Data in this exercise:
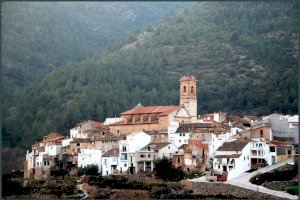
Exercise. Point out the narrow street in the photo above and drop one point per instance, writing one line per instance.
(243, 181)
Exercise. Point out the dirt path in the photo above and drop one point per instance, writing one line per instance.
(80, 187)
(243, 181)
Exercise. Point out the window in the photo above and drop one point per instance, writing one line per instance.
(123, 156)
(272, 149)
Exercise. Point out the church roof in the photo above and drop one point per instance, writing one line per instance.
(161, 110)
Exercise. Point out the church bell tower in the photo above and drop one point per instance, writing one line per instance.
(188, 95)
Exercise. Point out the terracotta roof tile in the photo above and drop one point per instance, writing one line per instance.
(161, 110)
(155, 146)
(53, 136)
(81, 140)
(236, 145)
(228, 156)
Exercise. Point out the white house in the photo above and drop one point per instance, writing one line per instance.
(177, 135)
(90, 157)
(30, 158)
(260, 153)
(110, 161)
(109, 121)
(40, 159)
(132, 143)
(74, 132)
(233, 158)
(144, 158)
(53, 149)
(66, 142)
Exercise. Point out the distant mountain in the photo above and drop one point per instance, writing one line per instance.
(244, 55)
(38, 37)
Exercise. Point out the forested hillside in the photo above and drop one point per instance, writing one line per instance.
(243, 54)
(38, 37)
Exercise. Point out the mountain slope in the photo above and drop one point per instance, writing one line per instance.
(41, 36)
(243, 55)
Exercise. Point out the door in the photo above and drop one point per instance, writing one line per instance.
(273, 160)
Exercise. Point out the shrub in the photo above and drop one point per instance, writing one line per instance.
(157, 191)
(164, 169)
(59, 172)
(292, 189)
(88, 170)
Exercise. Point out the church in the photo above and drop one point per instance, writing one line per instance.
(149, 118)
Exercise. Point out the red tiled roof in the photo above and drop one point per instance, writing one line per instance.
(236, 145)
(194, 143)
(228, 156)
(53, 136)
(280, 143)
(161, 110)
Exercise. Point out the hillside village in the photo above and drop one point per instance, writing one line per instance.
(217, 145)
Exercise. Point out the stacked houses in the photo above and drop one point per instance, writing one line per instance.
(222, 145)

...

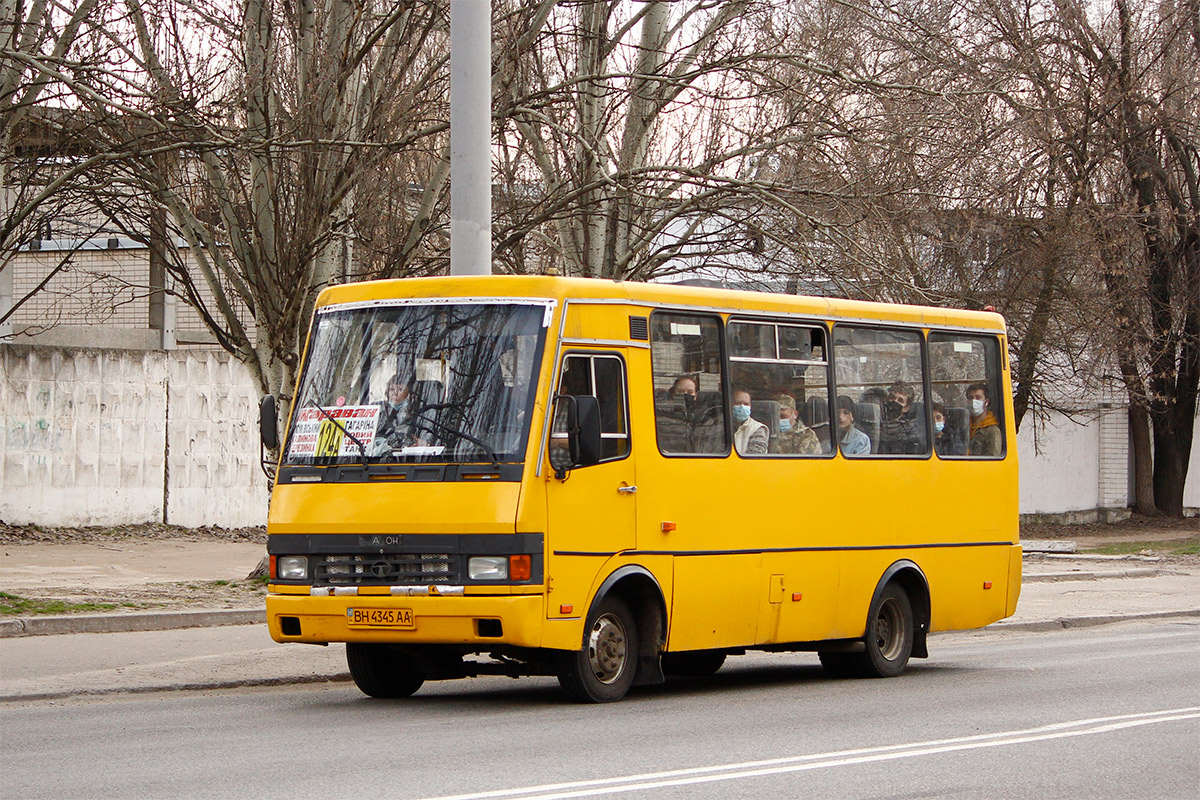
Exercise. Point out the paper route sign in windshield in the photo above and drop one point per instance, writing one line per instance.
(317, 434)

* * *

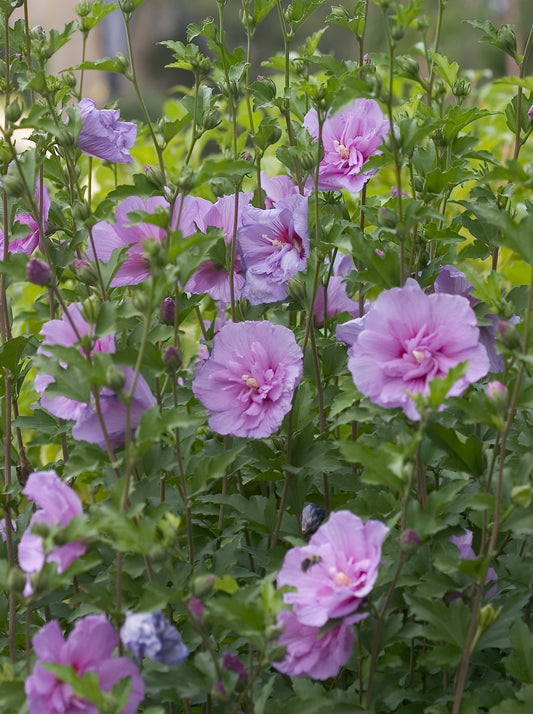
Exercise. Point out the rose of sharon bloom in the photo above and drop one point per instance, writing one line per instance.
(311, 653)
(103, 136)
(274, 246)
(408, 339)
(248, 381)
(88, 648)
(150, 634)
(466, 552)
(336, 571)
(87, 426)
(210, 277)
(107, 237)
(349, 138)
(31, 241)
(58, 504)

Instructions for the task:
Copy every line of the items above that contains the string "hillside".

The completed task:
Exercise. Point out the forested hillside in the photo above and drop one point per instance, writing one line per instance.
Exercise. Point out the hillside village in the photo above and drop one point per instance, writing one line per instance.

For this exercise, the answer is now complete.